====== Extracted data

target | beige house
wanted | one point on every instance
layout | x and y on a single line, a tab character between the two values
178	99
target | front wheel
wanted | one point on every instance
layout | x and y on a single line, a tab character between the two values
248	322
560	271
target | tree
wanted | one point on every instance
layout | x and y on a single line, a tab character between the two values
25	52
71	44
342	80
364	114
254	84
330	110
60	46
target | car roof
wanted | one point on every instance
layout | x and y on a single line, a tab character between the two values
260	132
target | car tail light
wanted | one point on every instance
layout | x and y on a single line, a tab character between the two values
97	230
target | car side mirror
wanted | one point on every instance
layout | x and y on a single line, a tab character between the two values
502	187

============

What to produce: Look for "target | tree" in the records. Write out its line and every later line through the end exactly, with nothing more.

Solution to this exercise:
target | tree
wanted | one point on every instance
layout | x and y on a single line, a tab character between the two values
25	52
71	44
342	80
364	114
254	84
330	110
60	46
target | car roof
wanted | one point on every instance
layout | x and y on a single line, a tab character between the two values
260	132
target | car tail light
wanted | one point on every instance
layout | x and y on a single line, a tab character between the two values
97	230
target | car side mirror
wanted | one point on every instance
layout | x and y on a single line, a tab character between the two values
502	187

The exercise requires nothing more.